-- CONSIGNE A --
Résumez en deux phrases la critique du film « Le soldat yakuza ».
-- CONSIGNE B --
D'après la critique du film « Le soldat yakuza », pourquoi les règles entre soldats finissent-elles par voler en éclats ? Répondez en une ou deux phrases.
-- CONSIGNE C --
Poursuivez la critique du film « Le soldat yakuza » après sa dernière phrase.

-- EXTRAIT DE PAGE --
|---|
"Le soldat yakuza", où la violence du même.

Comparé à certains chef-d’œuvres de Yasuzo Masumura (en particulier le sublime "L'ange rouge"), "Le soldat yakuza" est un film marqué par une exagération prononcée. On sait la capacité de Masumura à atteindre, aux confins des années soixante, un registre loufoque et biscornu ("La bête aveugle" en est l'emblème), mais avec ce film de guerre, il arrive déjà à porter son sujet à un degré de délire profond, liée à l'ultra violence qui le parcourt. Jalonné de séquences proprement sadiques (on humilie à tout va à coup de gifles, de coup de poing), le film ne fait vraiment pas dans la dentelle. La violence est telle qu'elle est prend parfois des airs hyperréalistes.
La boucherie, en tant que tel, n'est pas liée à l'ennemi (invisible, son étau finira toujours par se resserrer), mais à l'enfermement dans un camp militaire coupé de tout, où tous les débordements deviennent possibles. A peine cherche t'on à se raccrocher à une prétendue règle pour limiter la violence (les anciens doivent respecter les plus âgés, les plus gradés doivent allégeance aux plus anciens dans le camp). Tout une tissu de conventions volent progressivement en éclat, du fait même de cet enfermement étouffant et dégradant. Une scène emblématique à cet égard, qui cristallise cette attention aux conventions, et la manière dont elles se retournent : un soldat a lavé son linge dans le bain commun, espace dans lequel (vivace encore de nos jours) on doit entrer nu après s'être lavé. Le contrevenant est roué de coups par un supérieur. S'ensuit une révolte d'Omiya, joué par Shintaro Katsu, qui rosse à peu près tout le monde dans une séquence ahurissante dans et autour du bain commun, où tout les acteurs sont nus.
|---|
[Éléments stockés]

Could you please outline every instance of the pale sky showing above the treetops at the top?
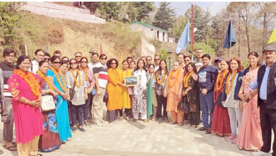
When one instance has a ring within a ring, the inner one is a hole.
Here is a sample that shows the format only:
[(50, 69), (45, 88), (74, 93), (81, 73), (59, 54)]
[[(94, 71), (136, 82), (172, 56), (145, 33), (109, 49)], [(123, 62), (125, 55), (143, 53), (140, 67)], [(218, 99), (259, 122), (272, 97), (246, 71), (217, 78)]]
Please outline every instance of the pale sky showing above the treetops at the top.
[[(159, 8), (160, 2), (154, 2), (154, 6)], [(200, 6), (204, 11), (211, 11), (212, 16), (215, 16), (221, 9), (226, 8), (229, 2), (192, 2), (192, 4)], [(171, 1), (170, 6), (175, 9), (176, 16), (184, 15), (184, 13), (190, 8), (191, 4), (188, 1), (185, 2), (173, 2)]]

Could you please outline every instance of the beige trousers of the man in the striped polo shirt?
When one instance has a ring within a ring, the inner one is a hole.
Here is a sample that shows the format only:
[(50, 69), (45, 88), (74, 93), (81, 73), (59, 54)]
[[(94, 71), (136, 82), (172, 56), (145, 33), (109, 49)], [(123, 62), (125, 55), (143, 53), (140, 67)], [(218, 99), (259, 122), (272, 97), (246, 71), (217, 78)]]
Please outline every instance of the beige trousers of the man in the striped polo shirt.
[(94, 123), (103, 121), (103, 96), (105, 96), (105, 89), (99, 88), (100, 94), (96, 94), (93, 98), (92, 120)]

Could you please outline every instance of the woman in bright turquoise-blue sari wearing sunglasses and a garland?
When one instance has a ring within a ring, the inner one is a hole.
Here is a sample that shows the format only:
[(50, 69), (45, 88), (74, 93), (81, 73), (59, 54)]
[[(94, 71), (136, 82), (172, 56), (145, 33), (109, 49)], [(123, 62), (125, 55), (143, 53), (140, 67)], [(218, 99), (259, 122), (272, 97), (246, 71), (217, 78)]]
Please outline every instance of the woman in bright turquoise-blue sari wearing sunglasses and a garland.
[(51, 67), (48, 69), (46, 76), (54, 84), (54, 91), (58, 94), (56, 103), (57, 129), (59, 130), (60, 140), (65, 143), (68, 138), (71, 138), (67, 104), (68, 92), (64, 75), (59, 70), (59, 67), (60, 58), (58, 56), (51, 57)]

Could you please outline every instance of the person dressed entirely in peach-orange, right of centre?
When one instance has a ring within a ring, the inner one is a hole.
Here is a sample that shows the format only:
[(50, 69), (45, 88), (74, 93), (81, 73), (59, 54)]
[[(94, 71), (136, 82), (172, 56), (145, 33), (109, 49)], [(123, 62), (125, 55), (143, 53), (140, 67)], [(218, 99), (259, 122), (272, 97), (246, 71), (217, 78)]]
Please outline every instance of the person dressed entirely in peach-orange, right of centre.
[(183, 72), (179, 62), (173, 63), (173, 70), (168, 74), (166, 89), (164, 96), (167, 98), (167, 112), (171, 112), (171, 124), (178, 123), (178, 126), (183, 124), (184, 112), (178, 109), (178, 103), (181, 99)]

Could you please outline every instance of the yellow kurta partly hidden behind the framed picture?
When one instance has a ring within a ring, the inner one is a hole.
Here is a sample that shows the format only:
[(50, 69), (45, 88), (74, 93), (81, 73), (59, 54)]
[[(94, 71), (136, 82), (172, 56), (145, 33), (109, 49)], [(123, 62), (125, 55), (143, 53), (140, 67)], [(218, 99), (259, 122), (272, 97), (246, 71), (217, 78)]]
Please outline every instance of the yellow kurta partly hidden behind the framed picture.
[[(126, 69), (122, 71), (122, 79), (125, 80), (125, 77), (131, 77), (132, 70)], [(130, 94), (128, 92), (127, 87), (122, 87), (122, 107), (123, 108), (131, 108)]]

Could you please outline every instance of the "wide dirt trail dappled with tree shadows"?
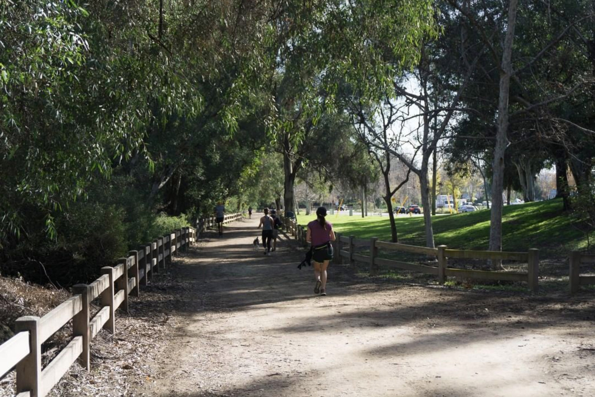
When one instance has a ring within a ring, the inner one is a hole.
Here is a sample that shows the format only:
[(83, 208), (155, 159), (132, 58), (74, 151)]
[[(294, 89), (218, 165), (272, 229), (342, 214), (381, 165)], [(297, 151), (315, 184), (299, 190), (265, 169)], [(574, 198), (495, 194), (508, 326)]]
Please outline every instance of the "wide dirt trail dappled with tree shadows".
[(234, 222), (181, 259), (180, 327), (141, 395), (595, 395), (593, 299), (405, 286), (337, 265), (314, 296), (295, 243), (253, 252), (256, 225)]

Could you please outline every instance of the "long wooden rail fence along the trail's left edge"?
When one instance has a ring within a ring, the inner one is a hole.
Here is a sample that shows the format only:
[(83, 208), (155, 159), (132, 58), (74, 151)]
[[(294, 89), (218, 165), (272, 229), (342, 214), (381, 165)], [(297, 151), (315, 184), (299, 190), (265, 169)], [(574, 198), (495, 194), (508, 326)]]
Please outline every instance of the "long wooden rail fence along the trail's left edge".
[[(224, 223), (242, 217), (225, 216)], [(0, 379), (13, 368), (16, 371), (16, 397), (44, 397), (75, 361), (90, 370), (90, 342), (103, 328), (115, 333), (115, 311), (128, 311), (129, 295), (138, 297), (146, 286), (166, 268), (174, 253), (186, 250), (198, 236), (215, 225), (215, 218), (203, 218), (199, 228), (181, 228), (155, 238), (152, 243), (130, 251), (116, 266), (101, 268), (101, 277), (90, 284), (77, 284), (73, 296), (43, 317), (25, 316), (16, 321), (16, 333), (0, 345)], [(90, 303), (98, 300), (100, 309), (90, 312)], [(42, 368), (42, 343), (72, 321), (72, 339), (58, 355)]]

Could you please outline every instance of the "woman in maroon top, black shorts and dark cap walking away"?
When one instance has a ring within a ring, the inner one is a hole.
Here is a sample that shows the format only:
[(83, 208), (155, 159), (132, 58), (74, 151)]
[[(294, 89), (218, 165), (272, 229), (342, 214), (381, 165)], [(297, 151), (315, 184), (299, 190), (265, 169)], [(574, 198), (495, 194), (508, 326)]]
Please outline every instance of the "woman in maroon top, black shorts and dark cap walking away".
|---|
-- RÉPONSE A --
Comparé à d'autres films de Yasuzo Masumura, « Le soldat yakuza » est un film de guerre très exagéré, parcouru par une violence extrême et des scènes sadiques. Cette violence ne vient pas de l'ennemi mais de l'enfermement dans un camp militaire coupé de tout, où les règles entre soldats finissent par voler en éclats.

-- RÉPONSE B --
Ces règles cèdent à cause de l'enfermement étouffant et dégradant dans un camp militaire coupé de tout. Dans un tel lieu, tous les débordements deviennent possibles.

-- RÉPONSE C --
Le sadisme est lié aussi à la manière dont s'organise la répartition de la violence : ainsi Arita, chargé de s'occuper du rebelle Omiya, à chaque fois que ce dernier est en difficulté, joue de son statut pour rééquilibrer les forces et permettre à Omiya de mener à bien sa revanche. Et les règles qui servent à réguler la violence permettent tout autant de la mener à son extrême, en justifiant, dans les affrontements, l'équilibre du duel. Position foncièrement perverse de Arita (retourner la violence subie par l'autre pour en jouir en tant que spectateur) qui prend une allure voyeuriste lorsqu'il s'immisce dans la chambre de la prostituée à laquelle Omiya s'est liée, pour finalement se retrouver exactement dans la même posture d'amant.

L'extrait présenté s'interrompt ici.